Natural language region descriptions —
──────

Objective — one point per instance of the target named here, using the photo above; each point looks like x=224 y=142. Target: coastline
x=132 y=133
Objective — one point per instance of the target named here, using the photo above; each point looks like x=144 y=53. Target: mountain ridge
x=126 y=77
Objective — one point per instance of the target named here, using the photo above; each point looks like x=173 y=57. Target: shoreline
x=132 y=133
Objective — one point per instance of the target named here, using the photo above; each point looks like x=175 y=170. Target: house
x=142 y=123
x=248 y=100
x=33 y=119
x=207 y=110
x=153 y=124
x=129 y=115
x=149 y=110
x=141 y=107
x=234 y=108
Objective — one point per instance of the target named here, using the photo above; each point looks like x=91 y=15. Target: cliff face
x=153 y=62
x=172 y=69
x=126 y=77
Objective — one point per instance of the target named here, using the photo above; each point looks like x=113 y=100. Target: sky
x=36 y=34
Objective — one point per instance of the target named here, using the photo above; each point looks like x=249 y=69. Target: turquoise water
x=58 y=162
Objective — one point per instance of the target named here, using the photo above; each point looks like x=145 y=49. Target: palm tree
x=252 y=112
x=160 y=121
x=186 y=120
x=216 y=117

──────

What is needed — Your task is to reproduce exactly the lines that begin at the line containing "Target: cliff face" and end at the final line of the data above.

Exercise solution —
Objective — one point per instance of the target named here, using the photo above; each point looks like x=91 y=15. Target: cliff face
x=153 y=62
x=172 y=69
x=126 y=77
Objective — one point per instance of the target named here, using the photo above; each point looks like x=113 y=100. Target: sky
x=36 y=34
Objective — one point per instance of the target named here, using the photo above; each point looks like x=249 y=69. Target: turquoise water
x=58 y=162
Objective — one point per instance of the target named here, using the photo above; each point looks like x=145 y=49. Target: palm tree
x=252 y=112
x=160 y=121
x=186 y=120
x=216 y=117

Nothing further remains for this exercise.